## Exercise brief
Copy out the listing below word for word, from its first line through the line that contains "column 334, row 98", including that line.

━━━ Exercise inputs

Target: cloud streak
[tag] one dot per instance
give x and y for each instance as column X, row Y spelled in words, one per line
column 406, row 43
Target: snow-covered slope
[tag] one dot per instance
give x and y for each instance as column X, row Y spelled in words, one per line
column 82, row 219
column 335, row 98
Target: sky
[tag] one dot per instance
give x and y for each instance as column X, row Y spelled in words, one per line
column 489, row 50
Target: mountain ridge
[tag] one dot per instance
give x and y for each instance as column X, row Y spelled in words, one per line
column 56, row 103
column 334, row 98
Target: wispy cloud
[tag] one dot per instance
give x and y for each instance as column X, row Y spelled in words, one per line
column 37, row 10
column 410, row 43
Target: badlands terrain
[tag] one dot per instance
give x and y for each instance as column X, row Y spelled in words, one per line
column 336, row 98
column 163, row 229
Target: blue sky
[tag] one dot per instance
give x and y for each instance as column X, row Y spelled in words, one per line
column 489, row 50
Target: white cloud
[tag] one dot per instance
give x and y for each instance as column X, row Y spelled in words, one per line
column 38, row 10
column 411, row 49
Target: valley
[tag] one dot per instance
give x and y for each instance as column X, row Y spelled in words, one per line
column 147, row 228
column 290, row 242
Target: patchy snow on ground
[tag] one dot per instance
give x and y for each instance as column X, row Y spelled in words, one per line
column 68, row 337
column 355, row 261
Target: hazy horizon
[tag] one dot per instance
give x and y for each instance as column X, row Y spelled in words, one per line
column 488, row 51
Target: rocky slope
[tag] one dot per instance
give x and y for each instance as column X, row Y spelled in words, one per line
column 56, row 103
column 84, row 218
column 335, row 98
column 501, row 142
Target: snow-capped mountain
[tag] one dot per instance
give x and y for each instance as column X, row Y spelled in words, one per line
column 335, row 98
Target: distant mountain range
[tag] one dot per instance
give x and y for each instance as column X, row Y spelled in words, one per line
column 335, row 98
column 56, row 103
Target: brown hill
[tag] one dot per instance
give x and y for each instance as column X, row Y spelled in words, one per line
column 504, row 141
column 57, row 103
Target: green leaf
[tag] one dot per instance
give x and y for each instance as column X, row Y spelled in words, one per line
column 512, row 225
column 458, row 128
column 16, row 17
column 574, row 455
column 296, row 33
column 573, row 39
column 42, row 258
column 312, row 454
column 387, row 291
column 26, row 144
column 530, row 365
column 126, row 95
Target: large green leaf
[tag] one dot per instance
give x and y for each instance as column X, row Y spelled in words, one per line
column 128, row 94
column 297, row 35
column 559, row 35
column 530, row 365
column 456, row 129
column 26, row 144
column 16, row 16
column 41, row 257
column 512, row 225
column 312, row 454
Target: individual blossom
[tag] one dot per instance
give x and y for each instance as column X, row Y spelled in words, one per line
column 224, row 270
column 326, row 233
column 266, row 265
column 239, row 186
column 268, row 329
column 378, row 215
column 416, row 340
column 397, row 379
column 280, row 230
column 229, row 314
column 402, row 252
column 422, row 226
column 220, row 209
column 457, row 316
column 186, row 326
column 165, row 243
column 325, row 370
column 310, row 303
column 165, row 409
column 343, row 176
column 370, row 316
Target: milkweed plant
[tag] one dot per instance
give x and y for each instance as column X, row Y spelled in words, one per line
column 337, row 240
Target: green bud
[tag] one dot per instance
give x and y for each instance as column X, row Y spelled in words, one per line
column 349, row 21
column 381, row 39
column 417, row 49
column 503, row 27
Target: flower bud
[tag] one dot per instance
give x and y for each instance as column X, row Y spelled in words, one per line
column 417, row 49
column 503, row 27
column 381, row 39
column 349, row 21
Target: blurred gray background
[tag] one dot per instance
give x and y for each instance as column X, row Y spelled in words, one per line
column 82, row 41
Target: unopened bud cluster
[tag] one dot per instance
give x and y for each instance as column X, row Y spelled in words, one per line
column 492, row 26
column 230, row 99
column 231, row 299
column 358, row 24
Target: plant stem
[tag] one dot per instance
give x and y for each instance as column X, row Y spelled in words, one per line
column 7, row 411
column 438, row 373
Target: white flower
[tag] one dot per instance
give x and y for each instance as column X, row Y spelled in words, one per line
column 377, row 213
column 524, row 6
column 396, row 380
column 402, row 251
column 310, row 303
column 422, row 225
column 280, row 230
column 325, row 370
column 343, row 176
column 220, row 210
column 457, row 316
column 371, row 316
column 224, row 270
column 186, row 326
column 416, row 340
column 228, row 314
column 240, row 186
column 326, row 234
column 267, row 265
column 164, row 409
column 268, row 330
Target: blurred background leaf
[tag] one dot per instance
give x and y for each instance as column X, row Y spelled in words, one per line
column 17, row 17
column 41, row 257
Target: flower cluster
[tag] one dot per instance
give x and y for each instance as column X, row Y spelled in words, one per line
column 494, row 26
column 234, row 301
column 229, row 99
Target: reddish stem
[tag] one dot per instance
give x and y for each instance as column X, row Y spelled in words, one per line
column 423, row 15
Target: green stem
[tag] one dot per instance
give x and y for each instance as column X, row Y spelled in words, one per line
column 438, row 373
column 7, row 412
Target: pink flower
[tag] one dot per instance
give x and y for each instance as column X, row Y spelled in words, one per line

━━━━━━

## The completed task
Target: cloud streak
[tag] one dot per instance
give x and y for each instance as column X, row Y spelled in words, one per line
column 406, row 43
Target: snow-covered slope
[tag] one dot per instance
give x and y for each instance as column X, row Y spelled in words, one per line
column 82, row 219
column 335, row 98
Target: sky
[tag] one dot per instance
give x and y for each instance as column X, row Y spelled in words, one per line
column 489, row 50
Target: mountain ridge
[tag] one dot per instance
give x and y for each instance as column X, row Y spelled in words, one per line
column 56, row 103
column 334, row 98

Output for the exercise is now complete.